Determine the number of lines in the listing below in which the word "WHERE" is present, and state it without comment.

(Recorded data)

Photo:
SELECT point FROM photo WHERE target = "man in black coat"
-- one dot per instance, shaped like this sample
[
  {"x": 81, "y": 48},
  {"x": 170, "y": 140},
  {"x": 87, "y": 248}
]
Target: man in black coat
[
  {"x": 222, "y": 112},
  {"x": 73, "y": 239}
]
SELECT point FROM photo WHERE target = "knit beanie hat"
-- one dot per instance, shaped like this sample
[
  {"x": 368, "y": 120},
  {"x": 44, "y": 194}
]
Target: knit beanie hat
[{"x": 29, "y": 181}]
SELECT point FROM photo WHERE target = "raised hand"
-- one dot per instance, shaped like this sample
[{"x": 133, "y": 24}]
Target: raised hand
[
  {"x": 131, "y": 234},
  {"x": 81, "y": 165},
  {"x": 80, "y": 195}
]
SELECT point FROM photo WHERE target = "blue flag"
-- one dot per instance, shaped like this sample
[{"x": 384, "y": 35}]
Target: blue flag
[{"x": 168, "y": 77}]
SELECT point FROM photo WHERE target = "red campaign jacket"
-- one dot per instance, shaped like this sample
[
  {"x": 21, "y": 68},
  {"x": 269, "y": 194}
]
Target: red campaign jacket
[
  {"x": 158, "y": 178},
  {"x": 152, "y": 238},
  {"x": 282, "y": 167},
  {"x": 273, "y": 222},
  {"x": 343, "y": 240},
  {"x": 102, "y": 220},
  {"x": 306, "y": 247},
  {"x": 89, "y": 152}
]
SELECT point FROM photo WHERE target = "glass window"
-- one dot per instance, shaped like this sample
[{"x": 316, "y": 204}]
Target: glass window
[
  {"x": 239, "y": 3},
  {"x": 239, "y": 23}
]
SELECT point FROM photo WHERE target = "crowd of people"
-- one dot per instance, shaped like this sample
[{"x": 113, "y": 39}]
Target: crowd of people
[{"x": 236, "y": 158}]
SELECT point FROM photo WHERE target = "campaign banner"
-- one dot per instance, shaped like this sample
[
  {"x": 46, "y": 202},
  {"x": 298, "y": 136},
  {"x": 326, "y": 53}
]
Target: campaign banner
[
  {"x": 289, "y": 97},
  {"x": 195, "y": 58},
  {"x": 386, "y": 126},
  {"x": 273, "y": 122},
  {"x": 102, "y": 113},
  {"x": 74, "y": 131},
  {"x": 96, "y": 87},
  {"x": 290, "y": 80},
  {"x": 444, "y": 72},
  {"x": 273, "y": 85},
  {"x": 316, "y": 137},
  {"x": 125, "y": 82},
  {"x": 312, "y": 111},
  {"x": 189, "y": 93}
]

(End Recorded data)

> Your response:
8